>> BEGIN Records for this task

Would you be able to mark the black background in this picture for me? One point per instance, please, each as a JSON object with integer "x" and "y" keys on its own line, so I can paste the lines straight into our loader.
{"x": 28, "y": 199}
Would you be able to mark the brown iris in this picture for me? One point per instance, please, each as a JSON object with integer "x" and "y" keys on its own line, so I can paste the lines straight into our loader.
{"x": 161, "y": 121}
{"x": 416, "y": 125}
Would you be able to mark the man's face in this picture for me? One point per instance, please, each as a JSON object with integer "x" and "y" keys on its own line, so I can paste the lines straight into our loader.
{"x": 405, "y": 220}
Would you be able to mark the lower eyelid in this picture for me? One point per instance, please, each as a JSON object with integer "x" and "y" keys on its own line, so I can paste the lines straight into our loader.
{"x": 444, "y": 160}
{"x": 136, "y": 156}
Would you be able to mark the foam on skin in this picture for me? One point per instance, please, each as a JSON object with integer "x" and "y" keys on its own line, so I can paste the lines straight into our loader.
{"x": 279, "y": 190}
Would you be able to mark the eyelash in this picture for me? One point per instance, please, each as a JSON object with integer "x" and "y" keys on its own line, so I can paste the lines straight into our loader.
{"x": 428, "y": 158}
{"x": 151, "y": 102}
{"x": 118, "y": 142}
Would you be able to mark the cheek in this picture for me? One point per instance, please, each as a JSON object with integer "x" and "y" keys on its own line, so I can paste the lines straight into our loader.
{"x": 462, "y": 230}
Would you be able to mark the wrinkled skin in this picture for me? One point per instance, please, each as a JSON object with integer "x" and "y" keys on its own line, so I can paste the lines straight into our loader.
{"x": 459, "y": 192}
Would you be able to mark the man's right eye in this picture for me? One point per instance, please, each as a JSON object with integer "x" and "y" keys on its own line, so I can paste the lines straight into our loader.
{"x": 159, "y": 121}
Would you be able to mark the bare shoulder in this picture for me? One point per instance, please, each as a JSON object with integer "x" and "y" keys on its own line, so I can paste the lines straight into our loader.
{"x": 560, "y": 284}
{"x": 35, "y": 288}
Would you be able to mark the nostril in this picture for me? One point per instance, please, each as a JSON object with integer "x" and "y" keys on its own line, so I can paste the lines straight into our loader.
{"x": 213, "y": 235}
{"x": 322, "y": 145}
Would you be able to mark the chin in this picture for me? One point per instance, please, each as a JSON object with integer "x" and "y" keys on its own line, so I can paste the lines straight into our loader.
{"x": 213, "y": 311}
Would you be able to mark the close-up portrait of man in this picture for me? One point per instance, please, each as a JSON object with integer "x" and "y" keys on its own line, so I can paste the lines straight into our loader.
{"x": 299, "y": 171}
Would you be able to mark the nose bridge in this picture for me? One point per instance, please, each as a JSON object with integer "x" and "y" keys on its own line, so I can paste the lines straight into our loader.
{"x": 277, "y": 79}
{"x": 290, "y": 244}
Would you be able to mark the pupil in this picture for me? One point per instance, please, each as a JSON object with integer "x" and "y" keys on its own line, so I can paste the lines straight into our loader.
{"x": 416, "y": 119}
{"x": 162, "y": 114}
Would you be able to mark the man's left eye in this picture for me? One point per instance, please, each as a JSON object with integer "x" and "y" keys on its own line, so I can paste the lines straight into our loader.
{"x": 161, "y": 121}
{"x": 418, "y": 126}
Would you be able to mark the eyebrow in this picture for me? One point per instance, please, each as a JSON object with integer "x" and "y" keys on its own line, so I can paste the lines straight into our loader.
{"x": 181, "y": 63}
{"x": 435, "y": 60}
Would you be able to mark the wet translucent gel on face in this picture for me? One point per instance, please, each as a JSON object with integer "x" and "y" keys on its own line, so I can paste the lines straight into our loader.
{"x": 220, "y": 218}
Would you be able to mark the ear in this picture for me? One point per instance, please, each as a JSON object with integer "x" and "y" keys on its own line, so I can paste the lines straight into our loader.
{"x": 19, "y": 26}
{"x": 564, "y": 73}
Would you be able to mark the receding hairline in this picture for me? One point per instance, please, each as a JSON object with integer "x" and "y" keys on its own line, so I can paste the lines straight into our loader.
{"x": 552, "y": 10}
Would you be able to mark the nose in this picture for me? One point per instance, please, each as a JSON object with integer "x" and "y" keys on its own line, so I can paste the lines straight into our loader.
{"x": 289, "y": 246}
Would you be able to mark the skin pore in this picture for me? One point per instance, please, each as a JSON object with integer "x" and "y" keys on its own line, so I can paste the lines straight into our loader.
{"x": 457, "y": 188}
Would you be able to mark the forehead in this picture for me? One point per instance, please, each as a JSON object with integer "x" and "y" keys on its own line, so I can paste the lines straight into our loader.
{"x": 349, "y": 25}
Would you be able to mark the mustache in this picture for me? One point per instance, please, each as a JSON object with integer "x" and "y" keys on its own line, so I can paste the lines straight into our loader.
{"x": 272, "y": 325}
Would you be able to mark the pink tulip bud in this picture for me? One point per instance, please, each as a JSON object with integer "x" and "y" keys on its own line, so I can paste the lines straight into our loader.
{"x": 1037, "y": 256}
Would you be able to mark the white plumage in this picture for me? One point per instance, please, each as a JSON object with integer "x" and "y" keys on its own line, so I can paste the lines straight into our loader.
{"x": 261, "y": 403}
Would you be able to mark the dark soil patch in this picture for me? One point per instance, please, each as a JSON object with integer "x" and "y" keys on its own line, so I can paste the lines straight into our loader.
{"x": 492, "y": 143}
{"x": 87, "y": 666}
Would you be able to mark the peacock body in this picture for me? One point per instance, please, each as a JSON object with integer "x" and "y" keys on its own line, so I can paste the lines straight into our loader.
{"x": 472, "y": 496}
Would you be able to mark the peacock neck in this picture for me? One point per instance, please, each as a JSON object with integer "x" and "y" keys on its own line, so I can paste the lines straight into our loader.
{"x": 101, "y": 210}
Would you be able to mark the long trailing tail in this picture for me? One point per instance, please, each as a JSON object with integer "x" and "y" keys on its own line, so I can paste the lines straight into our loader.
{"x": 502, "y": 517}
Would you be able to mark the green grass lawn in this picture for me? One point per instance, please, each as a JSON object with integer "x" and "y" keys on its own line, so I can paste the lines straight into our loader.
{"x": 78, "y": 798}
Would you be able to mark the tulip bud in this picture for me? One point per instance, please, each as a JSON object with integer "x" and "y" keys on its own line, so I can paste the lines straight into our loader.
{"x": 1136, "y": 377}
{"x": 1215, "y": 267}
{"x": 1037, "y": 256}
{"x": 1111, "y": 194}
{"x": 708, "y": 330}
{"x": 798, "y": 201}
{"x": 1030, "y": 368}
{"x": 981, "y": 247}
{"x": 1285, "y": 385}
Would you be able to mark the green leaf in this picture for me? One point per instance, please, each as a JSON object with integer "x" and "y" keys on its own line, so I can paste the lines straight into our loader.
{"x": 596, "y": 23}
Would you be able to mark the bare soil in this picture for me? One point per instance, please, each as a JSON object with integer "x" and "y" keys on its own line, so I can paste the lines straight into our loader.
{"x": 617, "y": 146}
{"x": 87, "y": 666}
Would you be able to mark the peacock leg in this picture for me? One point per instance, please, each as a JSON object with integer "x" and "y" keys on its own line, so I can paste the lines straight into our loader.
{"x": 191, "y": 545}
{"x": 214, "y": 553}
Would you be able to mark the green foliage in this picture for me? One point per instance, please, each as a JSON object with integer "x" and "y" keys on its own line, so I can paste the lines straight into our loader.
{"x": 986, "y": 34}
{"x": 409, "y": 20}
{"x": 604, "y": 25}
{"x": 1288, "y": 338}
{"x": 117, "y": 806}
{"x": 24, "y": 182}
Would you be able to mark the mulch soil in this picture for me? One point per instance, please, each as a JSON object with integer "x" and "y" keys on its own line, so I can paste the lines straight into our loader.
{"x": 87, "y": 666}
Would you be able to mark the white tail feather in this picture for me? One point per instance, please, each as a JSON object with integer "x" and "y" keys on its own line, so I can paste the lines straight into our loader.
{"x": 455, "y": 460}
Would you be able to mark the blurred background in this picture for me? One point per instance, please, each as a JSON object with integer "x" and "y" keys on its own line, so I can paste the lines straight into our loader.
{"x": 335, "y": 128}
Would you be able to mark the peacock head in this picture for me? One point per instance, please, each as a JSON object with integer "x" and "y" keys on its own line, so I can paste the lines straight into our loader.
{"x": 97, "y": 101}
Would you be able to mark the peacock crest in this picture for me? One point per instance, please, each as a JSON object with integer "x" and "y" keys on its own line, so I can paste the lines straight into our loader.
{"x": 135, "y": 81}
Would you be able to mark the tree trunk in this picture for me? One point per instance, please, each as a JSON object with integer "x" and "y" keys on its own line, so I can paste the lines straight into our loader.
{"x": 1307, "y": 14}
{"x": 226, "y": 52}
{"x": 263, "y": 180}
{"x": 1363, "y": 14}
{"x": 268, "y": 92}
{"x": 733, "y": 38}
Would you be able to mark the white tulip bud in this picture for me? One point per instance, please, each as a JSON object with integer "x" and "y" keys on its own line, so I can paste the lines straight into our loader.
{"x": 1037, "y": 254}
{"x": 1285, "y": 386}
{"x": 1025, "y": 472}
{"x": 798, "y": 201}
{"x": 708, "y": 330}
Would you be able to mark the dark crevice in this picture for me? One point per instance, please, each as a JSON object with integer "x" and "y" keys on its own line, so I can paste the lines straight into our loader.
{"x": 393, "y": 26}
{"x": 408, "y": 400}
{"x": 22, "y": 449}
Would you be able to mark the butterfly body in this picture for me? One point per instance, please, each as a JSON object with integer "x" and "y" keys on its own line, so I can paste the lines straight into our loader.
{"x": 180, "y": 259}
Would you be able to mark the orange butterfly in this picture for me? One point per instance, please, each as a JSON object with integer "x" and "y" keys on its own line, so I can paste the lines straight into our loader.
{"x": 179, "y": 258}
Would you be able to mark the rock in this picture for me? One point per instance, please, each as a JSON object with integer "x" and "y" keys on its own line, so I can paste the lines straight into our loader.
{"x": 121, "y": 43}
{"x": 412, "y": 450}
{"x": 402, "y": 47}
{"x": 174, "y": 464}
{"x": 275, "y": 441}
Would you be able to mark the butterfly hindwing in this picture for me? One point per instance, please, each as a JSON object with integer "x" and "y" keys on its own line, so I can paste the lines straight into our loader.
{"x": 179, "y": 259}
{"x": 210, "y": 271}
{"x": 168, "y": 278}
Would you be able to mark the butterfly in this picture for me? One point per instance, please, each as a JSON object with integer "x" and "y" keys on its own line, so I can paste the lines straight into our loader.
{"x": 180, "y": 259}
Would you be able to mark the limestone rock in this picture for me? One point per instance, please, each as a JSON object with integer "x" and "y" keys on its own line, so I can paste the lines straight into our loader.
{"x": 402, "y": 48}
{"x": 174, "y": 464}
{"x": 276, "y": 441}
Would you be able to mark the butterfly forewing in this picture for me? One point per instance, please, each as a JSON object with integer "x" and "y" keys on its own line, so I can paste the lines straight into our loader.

>> END Records for this task

Exercise goal
Exactly as written, give again every line from the one containing "Would you be able to mark the orange" through the last line of the material above, and no other lines.

Exercise solution
Would you be able to mark the orange butterfly in this picture for me? One point per instance, please, each as a JSON object with integer "x" and "y" keys on its own line, so I can paste the lines straight into our loader.
{"x": 179, "y": 258}
Would you be able to mark the rock in this picture for me? One point per instance, please, each as a JSON object with integer "x" and "y" keys on its own line, so I can paste the lines straight into our loader.
{"x": 121, "y": 43}
{"x": 412, "y": 450}
{"x": 402, "y": 47}
{"x": 174, "y": 464}
{"x": 275, "y": 441}
Would you be able to mark the butterfly hindwing in this picture for me? One point per instance, please, each as a JSON object with integer "x" and "y" keys on its own line, so I can paste the lines straight into our loader.
{"x": 179, "y": 259}
{"x": 210, "y": 271}
{"x": 168, "y": 278}
Would you be able to mark the butterfly in this picture for me? One point per instance, please, each as a JSON object with integer "x" and "y" keys on its own line, so I can paste the lines straight into our loader.
{"x": 180, "y": 259}
Would you be able to mark the limestone rock in this picture for me? One point per instance, please, each as a JSON object with integer "x" and "y" keys on its own line, so I can paste the lines straight into our loader.
{"x": 402, "y": 48}
{"x": 174, "y": 464}
{"x": 276, "y": 441}
Would you be able to mark the butterfly forewing in this picture for me? One point per instance, please, each as a JSON object with integer "x" and "y" keys on its own line, so I can paste the lines straight into our loader.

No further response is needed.